[Excerpt from a dataset]
========
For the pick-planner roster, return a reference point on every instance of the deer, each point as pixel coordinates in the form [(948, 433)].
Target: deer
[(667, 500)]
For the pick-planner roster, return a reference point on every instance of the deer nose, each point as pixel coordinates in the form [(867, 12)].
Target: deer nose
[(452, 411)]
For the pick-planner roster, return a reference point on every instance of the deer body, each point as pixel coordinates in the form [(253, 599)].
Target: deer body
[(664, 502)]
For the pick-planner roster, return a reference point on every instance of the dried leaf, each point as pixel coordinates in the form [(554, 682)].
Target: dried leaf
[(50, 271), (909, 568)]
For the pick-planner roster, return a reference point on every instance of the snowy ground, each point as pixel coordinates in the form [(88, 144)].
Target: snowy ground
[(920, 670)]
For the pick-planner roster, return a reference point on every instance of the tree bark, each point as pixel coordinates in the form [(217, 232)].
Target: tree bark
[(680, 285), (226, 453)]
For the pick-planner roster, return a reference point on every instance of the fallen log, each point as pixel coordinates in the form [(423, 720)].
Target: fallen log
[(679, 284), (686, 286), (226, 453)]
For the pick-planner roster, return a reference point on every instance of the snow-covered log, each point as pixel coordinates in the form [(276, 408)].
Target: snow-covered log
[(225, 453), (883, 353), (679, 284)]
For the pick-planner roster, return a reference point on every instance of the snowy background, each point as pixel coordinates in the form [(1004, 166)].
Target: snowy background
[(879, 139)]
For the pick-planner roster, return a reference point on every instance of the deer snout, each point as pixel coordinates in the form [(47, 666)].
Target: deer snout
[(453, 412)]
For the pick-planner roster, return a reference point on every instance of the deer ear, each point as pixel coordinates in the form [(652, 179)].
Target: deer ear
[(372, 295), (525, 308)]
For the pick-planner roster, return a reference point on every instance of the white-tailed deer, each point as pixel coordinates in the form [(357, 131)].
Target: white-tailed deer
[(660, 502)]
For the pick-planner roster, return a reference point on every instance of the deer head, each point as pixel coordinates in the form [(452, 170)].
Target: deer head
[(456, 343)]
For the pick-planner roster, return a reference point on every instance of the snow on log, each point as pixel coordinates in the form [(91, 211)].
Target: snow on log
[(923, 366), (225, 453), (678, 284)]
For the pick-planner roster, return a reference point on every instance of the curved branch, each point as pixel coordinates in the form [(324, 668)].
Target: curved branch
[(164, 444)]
========
[Directive] Locate the line that contains "form [(357, 131)].", then please quote it and every line after it to the end of the entries above, exactly and with nothing else.

[Exercise solution]
For the pick-planner roster, return a reference point on every instance of the white-tailed deer, each point as pixel coordinates in the form [(357, 131)].
Target: white-tailed deer
[(660, 502)]
For the pick-planner roster, return a reference point on every instance of the deer head, each point as pixel coordinates in the form [(452, 170)].
Target: deer head
[(456, 343)]
For the pick-planner roster, return a reference point on every instance of the snow on log, each point as pixel coordinates in the form [(91, 211)].
Target: snow on log
[(923, 366), (225, 453), (678, 284)]
For the pick-planner roster, return a reference point on every instance of the curved branch, each point as pixel coordinates in the form [(324, 668)].
Target: curved branch
[(164, 444)]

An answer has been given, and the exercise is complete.